本文:
ワインな ささやき

ワインジャーナリスト “綿引まゆみ” (Mayumi Watabiki) の公式ブログ

トスカーナ州マレンマでオーガニックワインに挑戦

2011-12-12 16:55:46 | ワイン&酒
イタリアのトスカーナ州には、キアンティ・クラシコやブルネッロ・ディ・モンタルチーノ、ヴィノ・ノビレ・ディ・モンテプルチアーノといった伝統的名醸地がいくつもありますが、注目の新ワイン産地が多いことでも知られています。

例えば、ボルゲリ、マッサ、ピサ、スヴェレート、スカンザーノ、オルチャ渓谷etc...
サッシカイアのあるボルゲリは、もう新産地とはいえないほど成熟してしまいましたが。

トスカーナの伝統的ワイン生産地は内陸の丘陵地にありますが、上記に挙げた生産地は、オルチャ渓谷を除きすべてティレニア海に面した西トスカーナのエリアになります。

西トスカーナは内陸に比べると気候が温暖で、土壌は砂や粘土が多くなります。

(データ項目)
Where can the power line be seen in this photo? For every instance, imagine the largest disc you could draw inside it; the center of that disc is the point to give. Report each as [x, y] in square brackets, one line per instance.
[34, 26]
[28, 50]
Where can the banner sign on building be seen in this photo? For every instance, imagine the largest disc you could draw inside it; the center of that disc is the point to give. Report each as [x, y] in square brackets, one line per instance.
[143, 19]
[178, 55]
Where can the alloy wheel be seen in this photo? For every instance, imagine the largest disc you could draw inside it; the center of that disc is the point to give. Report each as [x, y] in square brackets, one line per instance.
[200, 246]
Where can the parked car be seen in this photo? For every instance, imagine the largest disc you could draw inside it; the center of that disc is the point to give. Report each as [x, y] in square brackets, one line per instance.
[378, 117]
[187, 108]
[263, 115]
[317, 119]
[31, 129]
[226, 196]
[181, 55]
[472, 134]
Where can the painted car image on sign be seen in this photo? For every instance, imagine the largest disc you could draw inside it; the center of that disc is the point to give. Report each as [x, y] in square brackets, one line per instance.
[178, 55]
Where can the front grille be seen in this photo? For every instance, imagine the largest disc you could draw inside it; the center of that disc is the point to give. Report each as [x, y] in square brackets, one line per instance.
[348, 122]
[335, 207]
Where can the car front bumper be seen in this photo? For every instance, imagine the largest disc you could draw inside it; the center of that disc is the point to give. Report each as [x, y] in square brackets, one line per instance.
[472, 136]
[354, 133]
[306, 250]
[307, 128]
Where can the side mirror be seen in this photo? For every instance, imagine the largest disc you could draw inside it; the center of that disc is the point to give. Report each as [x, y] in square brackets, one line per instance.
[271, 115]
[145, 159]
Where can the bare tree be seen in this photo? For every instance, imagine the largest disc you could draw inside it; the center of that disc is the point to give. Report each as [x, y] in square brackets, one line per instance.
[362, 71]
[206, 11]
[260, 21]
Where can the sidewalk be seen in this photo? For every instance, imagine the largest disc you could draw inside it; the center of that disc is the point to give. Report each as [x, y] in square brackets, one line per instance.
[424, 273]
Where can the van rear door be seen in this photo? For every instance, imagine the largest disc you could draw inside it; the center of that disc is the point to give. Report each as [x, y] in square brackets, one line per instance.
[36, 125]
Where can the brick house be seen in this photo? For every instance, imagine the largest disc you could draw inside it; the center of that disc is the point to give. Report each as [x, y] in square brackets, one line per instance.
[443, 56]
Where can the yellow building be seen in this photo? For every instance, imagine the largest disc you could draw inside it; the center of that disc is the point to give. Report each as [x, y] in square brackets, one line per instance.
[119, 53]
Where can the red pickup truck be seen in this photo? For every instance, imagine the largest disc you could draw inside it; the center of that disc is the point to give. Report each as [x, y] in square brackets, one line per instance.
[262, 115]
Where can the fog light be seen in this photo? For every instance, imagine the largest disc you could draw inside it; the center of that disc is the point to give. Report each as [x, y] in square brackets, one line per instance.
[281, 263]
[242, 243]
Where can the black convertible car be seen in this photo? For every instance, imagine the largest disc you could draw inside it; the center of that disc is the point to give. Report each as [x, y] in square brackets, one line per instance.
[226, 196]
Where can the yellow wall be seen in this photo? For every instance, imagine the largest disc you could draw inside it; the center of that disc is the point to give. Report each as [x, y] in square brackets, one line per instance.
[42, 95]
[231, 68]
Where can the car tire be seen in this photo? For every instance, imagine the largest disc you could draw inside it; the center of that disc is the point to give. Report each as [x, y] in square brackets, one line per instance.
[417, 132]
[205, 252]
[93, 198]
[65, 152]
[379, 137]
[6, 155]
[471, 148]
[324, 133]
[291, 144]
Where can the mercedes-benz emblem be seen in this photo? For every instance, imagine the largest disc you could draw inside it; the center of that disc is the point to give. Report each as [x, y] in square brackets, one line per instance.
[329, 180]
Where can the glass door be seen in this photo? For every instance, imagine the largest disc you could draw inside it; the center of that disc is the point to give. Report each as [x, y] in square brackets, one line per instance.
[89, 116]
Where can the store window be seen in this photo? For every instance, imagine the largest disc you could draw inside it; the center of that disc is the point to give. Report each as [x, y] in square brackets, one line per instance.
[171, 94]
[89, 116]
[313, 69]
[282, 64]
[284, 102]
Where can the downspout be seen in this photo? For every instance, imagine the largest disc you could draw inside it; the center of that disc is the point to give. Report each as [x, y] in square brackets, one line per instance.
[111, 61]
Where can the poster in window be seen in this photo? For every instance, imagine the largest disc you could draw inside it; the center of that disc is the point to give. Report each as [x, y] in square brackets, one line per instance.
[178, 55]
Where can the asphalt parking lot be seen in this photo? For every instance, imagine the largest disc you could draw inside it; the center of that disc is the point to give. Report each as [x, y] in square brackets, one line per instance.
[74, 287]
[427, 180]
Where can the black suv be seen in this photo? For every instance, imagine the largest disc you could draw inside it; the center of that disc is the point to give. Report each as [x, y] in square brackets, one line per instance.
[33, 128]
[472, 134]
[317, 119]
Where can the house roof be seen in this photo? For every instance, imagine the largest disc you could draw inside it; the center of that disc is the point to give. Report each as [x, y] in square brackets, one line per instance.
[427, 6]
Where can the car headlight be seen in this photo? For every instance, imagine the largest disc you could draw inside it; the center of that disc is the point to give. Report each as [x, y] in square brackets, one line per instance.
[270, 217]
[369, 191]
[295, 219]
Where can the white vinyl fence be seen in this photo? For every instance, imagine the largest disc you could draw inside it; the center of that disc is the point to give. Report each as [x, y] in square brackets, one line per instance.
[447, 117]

課題: トスカーナのワイン産地について書かれた本文を、最初から最後まで一字も変えずに引用せよ。

解答:
ワインな ささやき

ワインジャーナリスト “綿引まゆみ” (Mayumi Watabiki) の公式ブログ

トスカーナ州マレンマでオーガニックワインに挑戦

2011-12-12 16:55:46 | ワイン&酒
イタリアのトスカーナ州には、キアンティ・クラシコやブルネッロ・ディ・モンタルチーノ、ヴィノ・ノビレ・ディ・モンテプルチアーノといった伝統的名醸地がいくつもありますが、注目の新ワイン産地が多いことでも知られています。

例えば、ボルゲリ、マッサ、ピサ、スヴェレート、スカンザーノ、オルチャ渓谷etc...
サッシカイアのあるボルゲリは、もう新産地とはいえないほど成熟してしまいましたが。

トスカーナの伝統的ワイン生産地は内陸の丘陵地にありますが、上記に挙げた生産地は、オルチャ渓谷を除きすべてティレニア海に面した西トスカーナのエリアになります。

西トスカーナは内陸に比べると気候が温暖で、土壌は砂や粘土が多くなります。